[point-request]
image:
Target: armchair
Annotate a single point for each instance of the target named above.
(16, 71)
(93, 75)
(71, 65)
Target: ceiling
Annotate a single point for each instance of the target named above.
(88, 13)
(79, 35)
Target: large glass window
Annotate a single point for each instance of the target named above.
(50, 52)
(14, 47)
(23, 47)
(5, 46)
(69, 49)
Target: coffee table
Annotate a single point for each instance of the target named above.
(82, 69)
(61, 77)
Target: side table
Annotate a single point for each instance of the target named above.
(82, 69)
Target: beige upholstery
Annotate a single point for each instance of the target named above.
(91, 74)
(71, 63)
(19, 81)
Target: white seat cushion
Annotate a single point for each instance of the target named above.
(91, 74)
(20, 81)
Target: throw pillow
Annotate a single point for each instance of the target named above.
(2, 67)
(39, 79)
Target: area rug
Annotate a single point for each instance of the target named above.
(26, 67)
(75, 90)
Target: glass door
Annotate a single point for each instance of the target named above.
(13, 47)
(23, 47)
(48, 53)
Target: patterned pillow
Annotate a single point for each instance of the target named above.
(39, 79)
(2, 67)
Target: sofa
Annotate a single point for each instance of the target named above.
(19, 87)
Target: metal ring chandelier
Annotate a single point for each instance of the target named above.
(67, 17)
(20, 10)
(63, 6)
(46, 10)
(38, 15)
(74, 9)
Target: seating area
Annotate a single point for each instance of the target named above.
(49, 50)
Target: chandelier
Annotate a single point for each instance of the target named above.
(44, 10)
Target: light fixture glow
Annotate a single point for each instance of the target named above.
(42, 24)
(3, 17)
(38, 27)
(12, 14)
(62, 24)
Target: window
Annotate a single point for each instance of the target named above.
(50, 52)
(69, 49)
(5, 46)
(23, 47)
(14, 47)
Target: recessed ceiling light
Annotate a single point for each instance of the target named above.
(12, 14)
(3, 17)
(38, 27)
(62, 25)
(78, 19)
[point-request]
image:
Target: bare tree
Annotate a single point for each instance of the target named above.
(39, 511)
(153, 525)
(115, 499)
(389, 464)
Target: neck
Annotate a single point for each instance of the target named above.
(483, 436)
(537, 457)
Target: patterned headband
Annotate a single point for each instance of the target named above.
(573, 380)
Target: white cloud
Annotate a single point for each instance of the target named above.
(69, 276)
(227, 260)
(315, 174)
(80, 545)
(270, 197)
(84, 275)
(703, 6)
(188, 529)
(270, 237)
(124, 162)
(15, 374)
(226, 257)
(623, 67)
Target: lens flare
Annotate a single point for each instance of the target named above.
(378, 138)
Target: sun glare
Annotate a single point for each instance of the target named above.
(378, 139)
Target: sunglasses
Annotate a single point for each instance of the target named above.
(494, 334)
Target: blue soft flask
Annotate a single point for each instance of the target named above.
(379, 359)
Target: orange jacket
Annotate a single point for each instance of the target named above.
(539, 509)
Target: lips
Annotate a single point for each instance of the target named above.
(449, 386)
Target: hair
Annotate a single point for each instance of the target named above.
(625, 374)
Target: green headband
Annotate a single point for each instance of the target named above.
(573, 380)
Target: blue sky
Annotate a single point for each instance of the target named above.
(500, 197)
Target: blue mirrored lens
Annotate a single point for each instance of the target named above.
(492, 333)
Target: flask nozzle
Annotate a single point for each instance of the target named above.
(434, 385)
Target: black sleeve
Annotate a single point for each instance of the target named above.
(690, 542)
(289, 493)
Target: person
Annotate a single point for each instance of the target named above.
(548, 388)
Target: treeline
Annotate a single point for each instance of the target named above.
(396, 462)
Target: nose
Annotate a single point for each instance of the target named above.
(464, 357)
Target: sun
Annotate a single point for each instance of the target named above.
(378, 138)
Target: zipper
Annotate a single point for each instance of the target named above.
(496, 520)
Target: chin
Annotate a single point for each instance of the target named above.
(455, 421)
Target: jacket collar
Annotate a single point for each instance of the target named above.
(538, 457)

■ Work required: Would you output the full listing exactly as given?

■ Task answer:
[point-request]
image:
Target: armchair
Annotate a single point for each instance of the target named above.
(16, 71)
(93, 75)
(71, 65)
Target: ceiling
Annotate a single point for each instance of the target named above.
(88, 13)
(79, 35)
Target: large glass window
Annotate a single point for each instance of the target named above.
(50, 52)
(14, 47)
(23, 47)
(5, 46)
(69, 49)
Target: coffee table
Annotate a single point for each instance of the target named above.
(82, 69)
(61, 77)
Target: side table
Annotate a single point for each instance of the target named above.
(82, 69)
Target: beige upholstery
Annotate a single point for each instance of the target named above.
(91, 74)
(71, 63)
(19, 81)
Target: white seat cushion
Annotate a single point for each instance of the target named above.
(91, 74)
(20, 81)
Target: throw pillow
Annotate a single point for each instance of the target named above.
(2, 67)
(39, 79)
Target: area rug
Annotate a single point for each instance of the target named above.
(26, 67)
(75, 90)
Target: glass door
Annotate a single point for each instance of the target named above.
(13, 47)
(23, 47)
(48, 53)
Target: patterned pillow
Annotate a single point for each instance of the target named above.
(39, 79)
(2, 67)
Target: sofa
Annotate a single point for each instance of the target named above.
(19, 87)
Target: metal ring chandelier
Annotate a single point for each instance of the target named above.
(67, 17)
(20, 10)
(63, 6)
(46, 10)
(38, 15)
(74, 9)
Target: seating area
Annotate a single point for each instance of the target named above.
(49, 50)
Target: chandelier
Annotate a single point for each instance of the target named above.
(44, 10)
Target: light fixture glow
Annotate a single point for each instance of the target named above.
(42, 24)
(3, 17)
(38, 27)
(12, 14)
(62, 24)
Target: window
Annotate a single point for each instance of the target named above.
(50, 52)
(69, 49)
(5, 46)
(23, 47)
(14, 47)
Target: recessed ceiling light
Annotate a single point for each instance of the target named above.
(12, 14)
(3, 17)
(38, 27)
(62, 25)
(78, 19)
[point-request]
image:
Target: bare tree
Annotate a single point for each instance of the target named above.
(39, 511)
(153, 525)
(115, 499)
(389, 464)
Target: neck
Annotate a single point for each instance of the target named above.
(483, 436)
(537, 457)
Target: patterned headband
Annotate a single point for each instance of the target named above.
(573, 380)
Target: white cloud
Annotate a single point for each instance of the target named above.
(69, 276)
(227, 260)
(315, 174)
(80, 545)
(270, 197)
(84, 275)
(703, 6)
(188, 529)
(270, 237)
(124, 162)
(15, 374)
(226, 257)
(623, 67)
Target: lens flare
Annotate a single point for each instance of the target named above.
(378, 138)
Target: sun glare
Annotate a single point for each instance of the target named above.
(378, 139)
Target: sunglasses
Annotate a single point for each instance of the target named above.
(494, 334)
Target: blue soft flask
Annotate a single point for each instance of the target named above.
(379, 359)
Target: orange jacket
Annotate a single point for each instance of the target named above.
(539, 509)
Target: lips
Annotate a single point for each instance of the target named above.
(449, 386)
Target: hair
Annotate a single point for each instance of the target named above.
(625, 374)
Target: green headband
Annotate a single point for each instance of the target named above.
(573, 380)
Target: blue sky
Annotate a single point for each instance of the target named above.
(500, 197)
Target: blue mirrored lens
Annotate a single point for each instance of the target named above.
(492, 333)
Target: flask nozzle
Annotate a single point for each instance of the target named above.
(434, 385)
Target: black sleeve
Annotate a single point for each instance of the target named above.
(690, 542)
(289, 493)
Target: person
Annotate a single point for each instance of the target named above.
(548, 388)
Target: treeline
Annotate a single point for each instance of the target named above.
(396, 462)
Target: nose
Annotate a single point for each instance of the target named above.
(464, 357)
Target: sun
Annotate a single point for each instance of the target named above.
(378, 138)
Target: zipper
Annotate a single point for each instance of the target named above.
(496, 520)
Target: chin
Annotate a single point for each instance of the target named above.
(455, 421)
Target: jacket collar
Annotate a single point for each instance of the target named above.
(538, 457)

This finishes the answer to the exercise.